+++ TEXTO +++
Esa imagen, que nunca llegué a ver, es la imagen de África que permanece grabada con más fuerza en mi memoria.
Rubio de bote. Colaboración para ON (Grupo Noticias) 16/07/2016 —¿Los niños pagan?— pregunté, al subir al autobús, y en el suelo vi una moneda de cinco céntimos, pero pasé de agacharme a cogerla, pues llevaba encima tres o cuatro bolsos, bolsas y maletas de todo tipo y tamaño.
—¿Cuántos años tienen?— dijo el chófer, al tiempo que realizaba, escéptico, un cacheo visual, de pies a cabeza, a mis hijos.
Hacía unos días, cuando habíamos llegado a la isla, al coger el bus que conectaba el aeropuerto con el centro de la ciudad pagué religiosamente los tres euros por cabeza que costaba el billete. Antes de hacerlo, en el suelo del autobús, mi hijo se había encontrado otra moneda de cinco céntimos y, cándidamente, se la había entregado al chofer: “A alguien se le ha debido caer, señor”, dijo. Y el conductor, sin mediar palabra, me devolvió el dinero correspondiente a los billetes de los niños.
—Ejem, tres años la niña y cinco el niño —cambié de táctica ahora, con este segundo chófer.
+++
▶ _INSTRUCCIONES_
Continúa el relato del viaje en autobús con los niños a partir de su última frase.
+++ DATOS +++
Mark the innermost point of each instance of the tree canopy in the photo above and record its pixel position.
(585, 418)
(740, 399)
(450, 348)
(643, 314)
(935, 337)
+++
▶ _RESPUESTA_
—¿Tres y cinco? Pues los veo un poco creciditos ¿no?
—Sí, bueno, cuando vinimos no estaban así, para mí que ha sido cosa del bufet ¿sabe?
—Sí, claro, las patatas fritas y las hamburguesas es lo que tienen —dijo el chófer, y luego añadió—: El niño paga, la niña no.
Aboné como pude los billetes y me dirigí al fondo del autobús, arrastrando además de mi equipaje la pesada carga de la culpa. En realidad el niño tenía once años y siete la niña. No sabía por qué había mentido. Me sentí un Bárcenas, un Duque Empalmado cualquiera. Claro que ellos tampoco habían sido muy claros y sinceros en todo ese asunto. Me pregunté si la moneda de cinco céntimos tirada en la entrada del autobús era una prueba, un test de honestidad. Si quien la recogía y se la devolvía al chófer obtenía algún tipo de descuento. Por lo demás, aquella pequeña estafa tenía su parte de venganza, de justicia social, después del saqueo y la mala educación a los que habíamos sido sometidos durante todas las vacaciones.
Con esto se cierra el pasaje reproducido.